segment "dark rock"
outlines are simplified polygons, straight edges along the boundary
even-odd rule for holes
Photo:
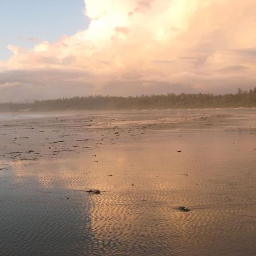
[[[181,212],[189,212],[190,210],[189,209],[186,208],[185,207],[179,207],[178,209]]]
[[[100,194],[101,191],[98,189],[89,189],[86,192],[88,193],[93,193],[93,194]]]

• **Task requirements**:
Express the data above as a JSON list of strings with one string per line. Omit blank lines and leave the picture out.

• **Exercise output**:
[
  "segment \"dark rock\"",
  "outlines are simplified polygons, straight edges along the boundary",
  "even-odd rule for holes",
  "Photo:",
  "[[[181,212],[189,212],[190,210],[189,209],[186,208],[185,207],[179,207],[178,209]]]",
  "[[[100,194],[101,191],[98,189],[89,189],[86,192],[88,193],[93,193],[93,194]]]"
]